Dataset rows

####################

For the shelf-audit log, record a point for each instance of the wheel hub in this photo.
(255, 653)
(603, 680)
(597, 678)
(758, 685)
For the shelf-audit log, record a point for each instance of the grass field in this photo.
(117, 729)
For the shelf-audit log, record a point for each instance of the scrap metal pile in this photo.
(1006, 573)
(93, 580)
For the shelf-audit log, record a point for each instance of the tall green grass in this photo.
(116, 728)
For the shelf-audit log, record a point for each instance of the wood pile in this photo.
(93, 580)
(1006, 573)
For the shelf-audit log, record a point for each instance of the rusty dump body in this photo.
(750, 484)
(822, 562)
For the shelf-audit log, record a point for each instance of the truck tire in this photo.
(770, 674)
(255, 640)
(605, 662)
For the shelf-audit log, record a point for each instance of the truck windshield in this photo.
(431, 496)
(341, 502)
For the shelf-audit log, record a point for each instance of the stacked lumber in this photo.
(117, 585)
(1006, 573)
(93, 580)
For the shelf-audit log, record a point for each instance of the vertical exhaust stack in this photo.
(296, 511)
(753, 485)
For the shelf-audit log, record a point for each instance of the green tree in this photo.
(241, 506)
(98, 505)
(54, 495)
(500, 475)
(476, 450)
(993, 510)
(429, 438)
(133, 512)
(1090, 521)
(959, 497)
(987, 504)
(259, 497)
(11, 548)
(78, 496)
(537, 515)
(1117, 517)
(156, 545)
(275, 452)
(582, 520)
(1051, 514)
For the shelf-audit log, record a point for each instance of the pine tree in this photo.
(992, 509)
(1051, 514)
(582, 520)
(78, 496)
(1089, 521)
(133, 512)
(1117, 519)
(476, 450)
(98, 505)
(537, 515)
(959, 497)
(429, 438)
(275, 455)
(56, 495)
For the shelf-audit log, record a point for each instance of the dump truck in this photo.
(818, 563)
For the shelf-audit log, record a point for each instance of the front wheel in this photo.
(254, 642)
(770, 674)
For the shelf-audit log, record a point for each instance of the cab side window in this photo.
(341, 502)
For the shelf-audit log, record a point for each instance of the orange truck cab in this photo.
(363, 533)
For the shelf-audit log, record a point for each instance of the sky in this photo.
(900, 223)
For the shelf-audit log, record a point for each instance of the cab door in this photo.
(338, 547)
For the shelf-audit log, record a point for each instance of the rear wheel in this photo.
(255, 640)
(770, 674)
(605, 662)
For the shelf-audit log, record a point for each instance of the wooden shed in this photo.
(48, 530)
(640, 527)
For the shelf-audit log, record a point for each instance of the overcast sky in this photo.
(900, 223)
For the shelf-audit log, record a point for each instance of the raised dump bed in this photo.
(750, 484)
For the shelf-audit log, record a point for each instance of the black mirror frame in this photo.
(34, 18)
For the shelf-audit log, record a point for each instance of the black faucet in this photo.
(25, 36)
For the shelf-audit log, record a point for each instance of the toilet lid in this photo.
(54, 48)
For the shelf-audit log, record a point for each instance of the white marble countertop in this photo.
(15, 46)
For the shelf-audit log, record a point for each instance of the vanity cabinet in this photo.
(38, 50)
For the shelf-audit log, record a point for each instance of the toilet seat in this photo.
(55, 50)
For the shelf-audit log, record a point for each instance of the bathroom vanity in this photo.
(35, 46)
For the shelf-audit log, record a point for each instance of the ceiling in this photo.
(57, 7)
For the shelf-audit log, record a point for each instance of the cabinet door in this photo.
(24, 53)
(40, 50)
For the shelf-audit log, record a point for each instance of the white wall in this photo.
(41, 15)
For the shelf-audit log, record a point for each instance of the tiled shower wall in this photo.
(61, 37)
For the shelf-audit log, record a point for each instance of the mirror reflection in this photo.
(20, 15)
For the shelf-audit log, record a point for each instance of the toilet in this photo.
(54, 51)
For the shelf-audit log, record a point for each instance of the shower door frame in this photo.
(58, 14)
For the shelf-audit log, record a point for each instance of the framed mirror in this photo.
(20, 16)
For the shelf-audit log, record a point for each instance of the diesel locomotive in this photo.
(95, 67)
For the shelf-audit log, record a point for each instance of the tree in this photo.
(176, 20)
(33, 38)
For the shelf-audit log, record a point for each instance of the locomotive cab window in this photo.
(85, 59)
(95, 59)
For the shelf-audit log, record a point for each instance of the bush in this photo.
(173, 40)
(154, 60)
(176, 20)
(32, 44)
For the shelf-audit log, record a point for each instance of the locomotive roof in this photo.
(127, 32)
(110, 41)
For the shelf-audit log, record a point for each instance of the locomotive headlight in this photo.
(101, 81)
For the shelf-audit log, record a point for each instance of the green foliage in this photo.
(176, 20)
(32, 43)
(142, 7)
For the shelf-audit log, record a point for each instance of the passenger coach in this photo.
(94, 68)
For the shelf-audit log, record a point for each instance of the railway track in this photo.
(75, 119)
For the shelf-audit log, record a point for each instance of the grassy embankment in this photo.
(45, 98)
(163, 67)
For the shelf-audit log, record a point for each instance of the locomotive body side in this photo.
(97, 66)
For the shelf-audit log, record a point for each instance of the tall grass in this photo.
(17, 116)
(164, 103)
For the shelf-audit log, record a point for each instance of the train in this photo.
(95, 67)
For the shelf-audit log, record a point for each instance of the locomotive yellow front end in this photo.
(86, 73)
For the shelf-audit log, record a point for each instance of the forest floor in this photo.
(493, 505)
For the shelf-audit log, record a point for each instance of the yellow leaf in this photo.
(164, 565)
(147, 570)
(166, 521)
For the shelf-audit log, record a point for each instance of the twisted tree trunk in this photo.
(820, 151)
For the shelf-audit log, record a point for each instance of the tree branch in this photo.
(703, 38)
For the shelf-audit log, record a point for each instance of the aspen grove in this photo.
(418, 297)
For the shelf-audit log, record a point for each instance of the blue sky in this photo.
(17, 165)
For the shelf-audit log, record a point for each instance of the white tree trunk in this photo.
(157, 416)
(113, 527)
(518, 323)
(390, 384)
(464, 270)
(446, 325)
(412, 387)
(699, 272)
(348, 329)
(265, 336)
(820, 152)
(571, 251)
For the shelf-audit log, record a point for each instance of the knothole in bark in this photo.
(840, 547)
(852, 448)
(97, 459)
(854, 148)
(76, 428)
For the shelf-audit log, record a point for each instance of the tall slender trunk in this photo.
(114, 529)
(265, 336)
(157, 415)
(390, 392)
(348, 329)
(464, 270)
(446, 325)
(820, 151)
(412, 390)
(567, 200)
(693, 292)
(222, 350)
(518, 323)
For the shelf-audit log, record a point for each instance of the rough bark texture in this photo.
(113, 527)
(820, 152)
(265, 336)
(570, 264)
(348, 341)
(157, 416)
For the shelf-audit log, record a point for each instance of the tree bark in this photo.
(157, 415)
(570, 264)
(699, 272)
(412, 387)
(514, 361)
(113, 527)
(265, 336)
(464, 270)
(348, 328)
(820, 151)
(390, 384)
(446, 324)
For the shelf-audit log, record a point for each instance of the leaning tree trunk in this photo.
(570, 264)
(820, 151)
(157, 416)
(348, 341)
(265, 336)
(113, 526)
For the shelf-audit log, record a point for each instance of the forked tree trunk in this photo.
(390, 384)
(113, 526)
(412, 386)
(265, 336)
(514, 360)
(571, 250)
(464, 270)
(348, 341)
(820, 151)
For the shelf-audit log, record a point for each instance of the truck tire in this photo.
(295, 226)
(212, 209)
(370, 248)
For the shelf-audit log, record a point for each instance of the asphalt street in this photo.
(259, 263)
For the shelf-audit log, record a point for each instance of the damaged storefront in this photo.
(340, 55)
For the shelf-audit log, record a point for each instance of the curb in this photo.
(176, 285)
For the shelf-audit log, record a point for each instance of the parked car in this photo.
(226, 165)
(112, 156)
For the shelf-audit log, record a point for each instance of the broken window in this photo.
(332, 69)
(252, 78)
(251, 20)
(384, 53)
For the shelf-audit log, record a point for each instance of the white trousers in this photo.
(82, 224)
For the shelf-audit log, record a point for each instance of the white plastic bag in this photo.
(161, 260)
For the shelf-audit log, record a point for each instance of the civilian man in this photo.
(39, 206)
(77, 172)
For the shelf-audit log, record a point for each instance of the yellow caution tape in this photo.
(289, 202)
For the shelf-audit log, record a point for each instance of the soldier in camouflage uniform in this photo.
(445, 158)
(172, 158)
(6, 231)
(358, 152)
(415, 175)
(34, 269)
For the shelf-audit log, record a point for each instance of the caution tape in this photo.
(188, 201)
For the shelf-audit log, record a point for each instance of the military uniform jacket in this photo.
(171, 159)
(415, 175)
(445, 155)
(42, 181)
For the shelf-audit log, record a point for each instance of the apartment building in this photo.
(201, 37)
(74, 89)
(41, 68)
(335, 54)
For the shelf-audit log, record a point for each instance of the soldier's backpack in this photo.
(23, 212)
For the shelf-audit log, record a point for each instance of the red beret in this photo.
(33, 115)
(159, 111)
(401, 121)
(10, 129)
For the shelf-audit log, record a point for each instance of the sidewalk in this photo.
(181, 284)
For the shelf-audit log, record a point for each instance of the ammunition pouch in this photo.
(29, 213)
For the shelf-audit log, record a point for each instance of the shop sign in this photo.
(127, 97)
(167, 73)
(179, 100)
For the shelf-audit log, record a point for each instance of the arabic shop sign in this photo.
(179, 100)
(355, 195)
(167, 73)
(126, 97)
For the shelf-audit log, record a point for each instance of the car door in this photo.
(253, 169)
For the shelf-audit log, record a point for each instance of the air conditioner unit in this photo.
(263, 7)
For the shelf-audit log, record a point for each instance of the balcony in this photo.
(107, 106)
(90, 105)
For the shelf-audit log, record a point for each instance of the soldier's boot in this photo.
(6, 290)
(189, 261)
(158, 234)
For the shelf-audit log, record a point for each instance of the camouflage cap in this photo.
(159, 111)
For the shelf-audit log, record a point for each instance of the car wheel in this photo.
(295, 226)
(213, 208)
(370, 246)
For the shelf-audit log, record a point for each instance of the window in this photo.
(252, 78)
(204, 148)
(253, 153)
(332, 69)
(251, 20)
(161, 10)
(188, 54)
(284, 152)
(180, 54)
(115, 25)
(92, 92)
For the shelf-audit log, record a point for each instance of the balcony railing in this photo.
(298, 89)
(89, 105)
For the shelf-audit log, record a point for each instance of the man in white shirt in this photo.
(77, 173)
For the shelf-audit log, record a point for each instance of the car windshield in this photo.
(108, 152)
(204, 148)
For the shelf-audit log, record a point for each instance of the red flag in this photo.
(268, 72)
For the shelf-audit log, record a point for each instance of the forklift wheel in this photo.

####################

## [WHAT YOU SHOULD DO]
Reproduce the listing verbatim, from the line containing "arabic shop sign in this photo." down through its final line.

## [REPLY TO THE TASK]
For the shelf-audit log, record a point for each instance of the arabic shop sign in this photo.
(179, 100)
(355, 195)
(167, 73)
(126, 97)
For the shelf-audit log, record a point for each instance of the car door in this photo.
(253, 169)
For the shelf-audit log, record a point for each instance of the air conditioner unit in this photo.
(263, 7)
For the shelf-audit log, record a point for each instance of the balcony in this photo.
(107, 106)
(90, 105)
For the shelf-audit log, record a point for each instance of the soldier's boot in this photo.
(6, 290)
(189, 261)
(158, 234)
For the shelf-audit log, record a point for each instance of the camouflage cap in this photo.
(159, 111)
For the shelf-audit log, record a point for each instance of the car wheel in this photo.
(295, 226)
(213, 208)
(370, 246)
For the shelf-audit log, record a point for each instance of the window in this photo.
(252, 78)
(204, 148)
(253, 153)
(332, 69)
(251, 20)
(161, 10)
(188, 54)
(284, 152)
(180, 54)
(115, 25)
(92, 92)
For the shelf-audit log, record a point for each instance of the balcony railing in this photo.
(298, 89)
(89, 105)
For the shelf-audit log, record a point for each instance of the man in white shirt in this photo.
(77, 173)
For the shelf-audit log, record a point for each instance of the car windshield in this photo.
(108, 152)
(204, 148)
For the shelf-audit log, record a point for each instance of the red flag in this photo.
(268, 72)
For the shelf-audit log, record a point for each instance of the forklift wheel in this photo.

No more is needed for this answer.